**EXTRACT PROVIDED:**
= = =

Setting aside whether dollar cost averaging into a low cost index mutual fund is a good or bad strategy, the author falls prey to a common investing fallacy. It is most evident in this sentence, "Over the long haul, you won’t lose."

Experienced investors will immediately recognize that there is always some probability you will lose money regardless of the perceived safety of the investment. An investment provides return in exchange for risk -- there is always risk -- understanding this fundamental truth about investing is the the most important thing an average investor can do regardless of what the market is doing.

While the proposed strategy will provide a rate of return slightly below the broad market over long time horizons it's no sure thing. This observation is especially poignant on a day when the Tokyo market index is at a 28 year low.

http://www.cnbc.com/id/47668274


Funny that this and this: http://news.ycombinator.com/item?id=4062134 are front page.

Out of the fortune 500, only 320 were there five years ago.

= = =

**GIVEN EXERCISE A:**
List every number that appears in the investing comment, whether written in digits or in words, each with the phrase it belongs to.
**GIVEN EXERCISE B:**
Using the comment on investing risk, answer these:
(i) Which sentence shows the common investing fallacy most clearly?
(ii) Which market index is described as being at a 28 year low?
(iii) How many of the Fortune 500 were on that list five years earlier?
**GIVEN EXERCISE C:**
Pick up the comment on investing risk right after its last sentence and keep it going for a few more sentences.
The items that come next were taken from a separate source.

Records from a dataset

= = =

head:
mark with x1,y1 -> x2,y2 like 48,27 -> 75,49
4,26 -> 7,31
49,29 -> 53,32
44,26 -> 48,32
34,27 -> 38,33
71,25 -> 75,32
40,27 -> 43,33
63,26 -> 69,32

= = =

**EXPECTED OUTPUT A:**
28 ("a 28 year low")
500 ("the fortune 500")
320 ("only 320 were there")
five ("five years ago")

**EXPECTED OUTPUT B:**
(i) "Over the long haul, you won’t lose."
(ii) The Tokyo market index.
(iii) 320.

**EXPECTED OUTPUT C:**
If you invest in the broad market with silly things like gross revenue, or current market cap deciding your portfolio make up, you'll loose money in real terms in the long run. I'm not saying you should pick stocks, but you can easily go through a list of the top 50, and exclude those who are either overvalued on a P/E basis with regards to their growth prospects, and invest on that basis.


Overall, very sound advice. I wish the article had mentioned buying a bond index fund as well though. Bonds tend to go up when stocks go down. So a bond index fund will reduce risk by increasing the diversification in your portfolio.

Also, Vanguard has very low fees for their index funds.


How about the Permanent Portfolio? Build for good and bad times? http://en.wikipedia.org/wiki/Fail-Safe_Investing


Rather than average investors, he seems to be targeting risk-averse older investors.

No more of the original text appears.